To be done:
Return all of the entries below verbatim, line for line, and omit the pictures from your output.

***** Task data

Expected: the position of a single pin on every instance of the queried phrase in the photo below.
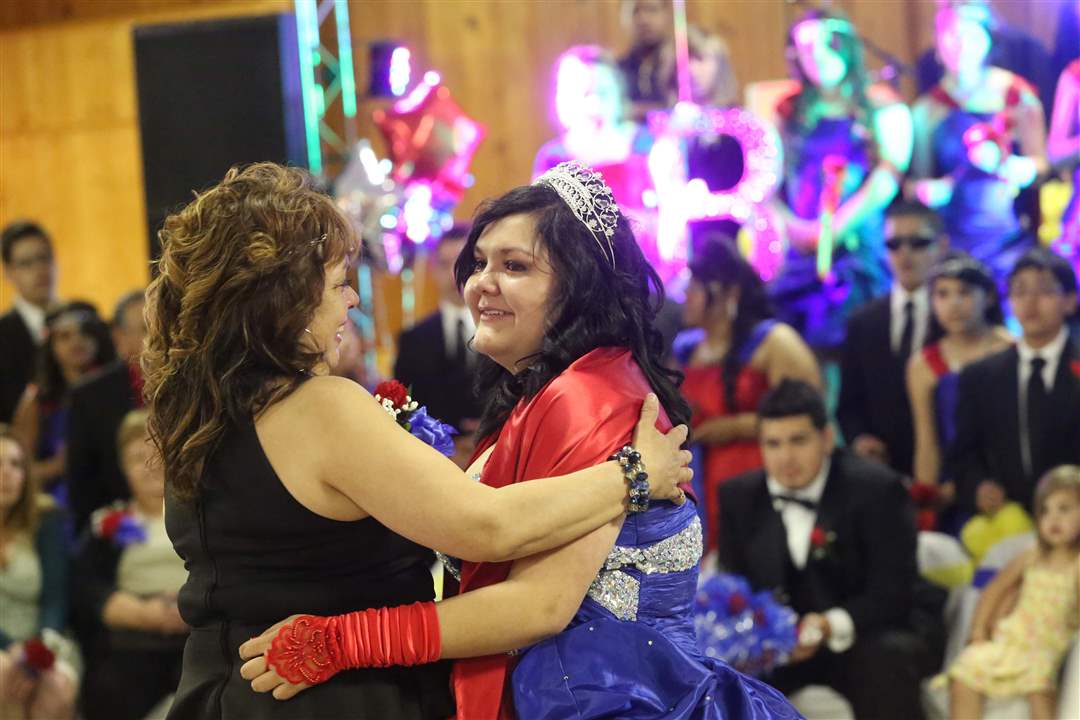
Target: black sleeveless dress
(256, 556)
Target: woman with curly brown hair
(286, 488)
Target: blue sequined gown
(981, 217)
(630, 652)
(819, 310)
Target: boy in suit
(1018, 410)
(833, 535)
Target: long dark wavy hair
(853, 86)
(52, 385)
(241, 274)
(958, 265)
(718, 261)
(594, 306)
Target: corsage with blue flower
(395, 399)
(746, 629)
(118, 525)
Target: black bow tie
(809, 504)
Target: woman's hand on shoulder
(666, 463)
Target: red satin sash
(577, 421)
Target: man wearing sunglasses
(874, 411)
(29, 269)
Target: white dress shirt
(798, 525)
(34, 317)
(450, 314)
(920, 316)
(1052, 354)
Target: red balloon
(430, 139)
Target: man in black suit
(434, 357)
(30, 270)
(874, 411)
(1018, 410)
(98, 406)
(833, 535)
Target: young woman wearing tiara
(963, 299)
(289, 490)
(561, 293)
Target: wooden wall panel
(69, 137)
(69, 151)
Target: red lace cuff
(306, 651)
(313, 649)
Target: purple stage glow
(682, 200)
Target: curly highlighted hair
(241, 274)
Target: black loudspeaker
(212, 95)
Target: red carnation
(392, 391)
(923, 494)
(110, 522)
(37, 655)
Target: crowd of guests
(944, 420)
(86, 570)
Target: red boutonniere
(118, 525)
(393, 391)
(821, 542)
(36, 655)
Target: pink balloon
(431, 138)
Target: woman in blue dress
(601, 627)
(963, 299)
(980, 138)
(847, 144)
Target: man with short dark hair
(30, 270)
(646, 75)
(1018, 410)
(874, 410)
(98, 406)
(434, 357)
(833, 535)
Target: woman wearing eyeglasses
(963, 299)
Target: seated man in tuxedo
(1018, 410)
(434, 357)
(873, 410)
(833, 535)
(98, 406)
(29, 269)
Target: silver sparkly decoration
(450, 565)
(588, 195)
(618, 592)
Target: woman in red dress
(733, 354)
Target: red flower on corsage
(394, 398)
(117, 524)
(821, 542)
(36, 655)
(926, 498)
(393, 391)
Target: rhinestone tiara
(588, 195)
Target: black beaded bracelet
(637, 479)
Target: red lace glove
(313, 649)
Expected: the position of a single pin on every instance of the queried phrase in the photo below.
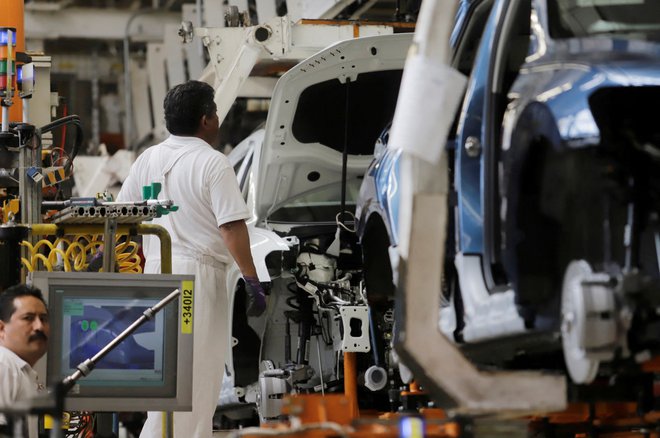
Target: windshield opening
(639, 19)
(318, 205)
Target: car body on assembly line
(301, 175)
(554, 160)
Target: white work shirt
(18, 382)
(201, 181)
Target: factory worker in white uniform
(207, 231)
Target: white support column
(174, 56)
(195, 53)
(141, 103)
(157, 81)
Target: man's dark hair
(7, 297)
(185, 105)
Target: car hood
(340, 98)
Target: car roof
(308, 127)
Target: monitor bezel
(107, 282)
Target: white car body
(284, 166)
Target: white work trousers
(210, 344)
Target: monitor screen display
(149, 369)
(89, 324)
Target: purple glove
(255, 303)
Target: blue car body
(566, 165)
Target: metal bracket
(356, 329)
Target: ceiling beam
(94, 23)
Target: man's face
(26, 333)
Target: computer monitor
(149, 370)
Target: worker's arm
(237, 240)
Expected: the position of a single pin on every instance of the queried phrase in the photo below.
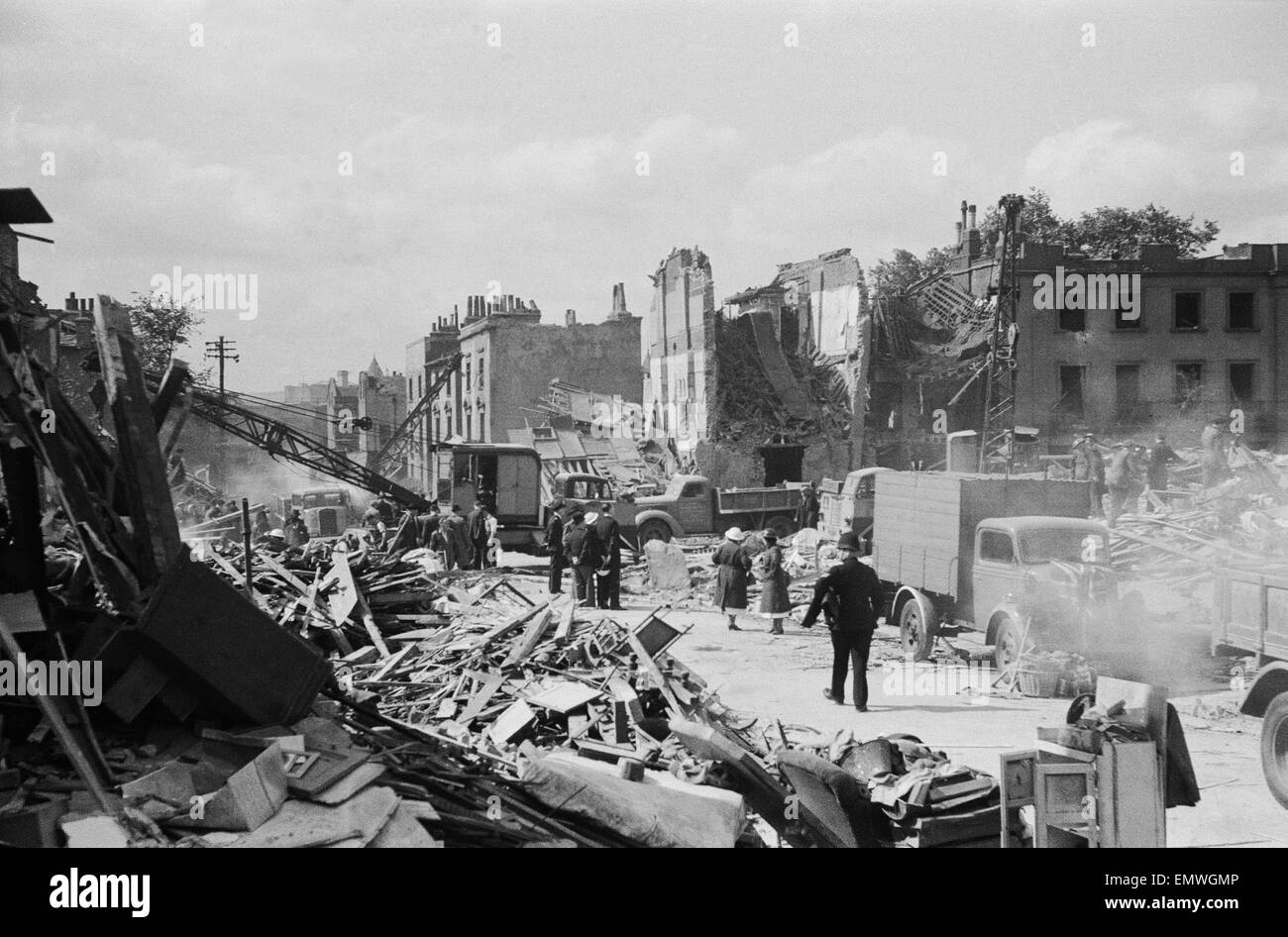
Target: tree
(1117, 232)
(894, 277)
(1106, 232)
(161, 329)
(1037, 223)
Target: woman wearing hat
(732, 568)
(774, 602)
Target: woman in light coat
(774, 601)
(732, 568)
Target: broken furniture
(1089, 787)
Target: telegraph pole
(226, 352)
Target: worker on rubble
(581, 546)
(774, 602)
(274, 541)
(732, 568)
(806, 512)
(1159, 457)
(296, 531)
(554, 546)
(384, 507)
(851, 600)
(1216, 464)
(1089, 465)
(426, 523)
(480, 534)
(1120, 479)
(458, 542)
(609, 585)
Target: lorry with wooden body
(694, 506)
(1013, 558)
(846, 505)
(1252, 617)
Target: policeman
(853, 597)
(554, 546)
(609, 587)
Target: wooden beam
(147, 489)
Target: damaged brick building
(761, 390)
(1147, 344)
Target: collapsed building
(763, 390)
(1120, 347)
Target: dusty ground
(784, 677)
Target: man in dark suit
(581, 546)
(554, 546)
(477, 529)
(426, 524)
(609, 585)
(851, 596)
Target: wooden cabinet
(1112, 799)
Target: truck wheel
(1006, 645)
(1274, 748)
(782, 525)
(655, 531)
(915, 633)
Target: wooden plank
(565, 630)
(531, 636)
(143, 473)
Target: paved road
(784, 677)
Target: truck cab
(505, 477)
(692, 505)
(588, 492)
(326, 511)
(846, 505)
(1050, 572)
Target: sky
(373, 162)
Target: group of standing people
(734, 566)
(589, 544)
(1121, 471)
(460, 541)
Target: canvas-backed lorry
(1252, 618)
(694, 506)
(1016, 559)
(846, 505)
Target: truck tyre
(915, 635)
(655, 531)
(782, 525)
(1006, 645)
(1274, 748)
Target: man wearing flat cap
(850, 596)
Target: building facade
(678, 351)
(507, 364)
(1198, 339)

**********

Exercise answer:
Expected: the position of a single pin on every instance of the queried phrase in the photo below.
Target: black sleeveless dress
(256, 556)
Target: woman with curly brown hair
(286, 488)
Target: blue sequined gown
(981, 217)
(630, 652)
(819, 310)
Target: boy in suit
(1018, 410)
(833, 535)
Target: long dark wavy hair
(853, 86)
(52, 385)
(241, 274)
(958, 265)
(718, 261)
(594, 306)
Target: corsage with blue flower
(395, 399)
(746, 629)
(118, 525)
Target: black bow tie
(809, 504)
Target: woman's hand on shoulder
(666, 463)
Target: red satin sash
(577, 421)
Target: man wearing sunglasses
(874, 411)
(29, 269)
Target: white dress shirt
(798, 525)
(34, 317)
(450, 314)
(920, 316)
(1052, 354)
Target: red balloon
(430, 139)
Target: man in black suit
(434, 357)
(30, 270)
(874, 411)
(1018, 410)
(98, 406)
(833, 535)
Target: young woman wearing tiara
(963, 299)
(289, 490)
(561, 293)
Target: wooden wall panel
(69, 137)
(69, 151)
Target: red lace cuff
(306, 651)
(313, 649)
Target: purple stage glow
(682, 200)
Target: curly highlighted hair
(241, 274)
Target: black loudspeaker
(212, 95)
Target: red carnation
(392, 391)
(923, 494)
(110, 522)
(37, 655)
Target: crowd of guests
(944, 420)
(86, 570)
Target: red boutonniere
(118, 525)
(393, 391)
(821, 542)
(36, 655)
Target: pink balloon
(431, 138)
Target: woman in blue dress
(601, 627)
(963, 299)
(980, 138)
(847, 144)
Target: man with short dark hair
(30, 270)
(646, 75)
(1018, 410)
(874, 410)
(98, 406)
(434, 357)
(833, 535)
Target: woman wearing eyeglasses
(963, 299)
Target: seated man in tuxedo
(1018, 410)
(434, 357)
(873, 410)
(833, 535)
(98, 406)
(29, 269)
Target: silver sparkly decoration
(450, 565)
(588, 195)
(618, 592)
Target: woman in red dress
(733, 354)
Target: red flower on corsage
(394, 398)
(117, 524)
(821, 542)
(36, 655)
(926, 498)
(393, 391)
Target: rhinestone tiara
(588, 195)
Target: black beaded bracelet
(637, 479)
Target: red lace glove
(313, 649)
Expected: the position of a single pin on every instance of the queried phrase in the photo below.
Target: windshield opening
(639, 19)
(318, 205)
Target: car body on assembly line
(301, 175)
(554, 160)
Target: white work shirt
(18, 382)
(201, 181)
Target: factory worker in white uniform
(207, 231)
Target: white support column
(174, 56)
(195, 53)
(141, 103)
(157, 81)
Target: man's dark hair
(7, 297)
(185, 105)
Target: car hood
(340, 98)
Target: car roof
(308, 127)
Target: monitor bezel
(107, 282)
Target: white car body
(284, 166)
Target: white work trousers
(210, 344)
Target: monitor screen display
(149, 369)
(89, 324)
Target: purple glove
(255, 303)
Target: blue car body
(566, 165)
Target: metal bracket
(356, 329)
Target: ceiling beam
(94, 23)
Target: man's face
(26, 333)
Target: computer monitor
(149, 370)
Target: worker's arm
(237, 240)
Expected: the position of a single pin on every instance of the queried phrase in the photo below.
Target: tree
(1117, 232)
(894, 277)
(1106, 232)
(161, 329)
(1037, 223)
Target: woman wearing hat
(732, 568)
(774, 602)
Target: woman in light coat
(774, 601)
(732, 568)
Target: broken furniture
(1089, 787)
Target: telegraph pole
(226, 352)
Target: worker on rubble
(581, 546)
(774, 602)
(274, 541)
(732, 568)
(806, 512)
(1159, 457)
(296, 531)
(554, 546)
(384, 507)
(851, 600)
(1216, 464)
(1089, 465)
(426, 523)
(480, 534)
(1120, 479)
(458, 542)
(609, 585)
Target: lorry with wooden body
(694, 506)
(1013, 558)
(846, 505)
(1252, 617)
Target: policeman
(853, 597)
(554, 546)
(609, 587)
Target: wooden beam
(147, 489)
Target: damaged brick building
(761, 390)
(1147, 344)
Target: collapsed building
(763, 390)
(1120, 347)
Target: dusty ground
(784, 677)
Target: man in dark suit
(581, 546)
(554, 546)
(477, 529)
(426, 524)
(609, 585)
(851, 596)
Target: wooden cabinet
(1112, 799)
Target: truck wheel
(1006, 645)
(1274, 748)
(782, 525)
(655, 531)
(915, 633)
Target: wooden plank
(565, 630)
(531, 636)
(143, 473)
Target: paved road
(784, 677)
Target: truck cab
(505, 477)
(692, 505)
(588, 492)
(326, 511)
(846, 505)
(1050, 572)
Target: sky
(373, 162)
Target: group of standing people
(734, 566)
(589, 544)
(1121, 471)
(460, 541)
Target: canvas-backed lorry
(1252, 618)
(694, 506)
(1016, 559)
(846, 505)
Target: truck tyre
(915, 635)
(655, 531)
(782, 525)
(1006, 645)
(1274, 748)
Target: man wearing flat cap
(850, 596)
Target: building facade
(678, 351)
(507, 364)
(1198, 339)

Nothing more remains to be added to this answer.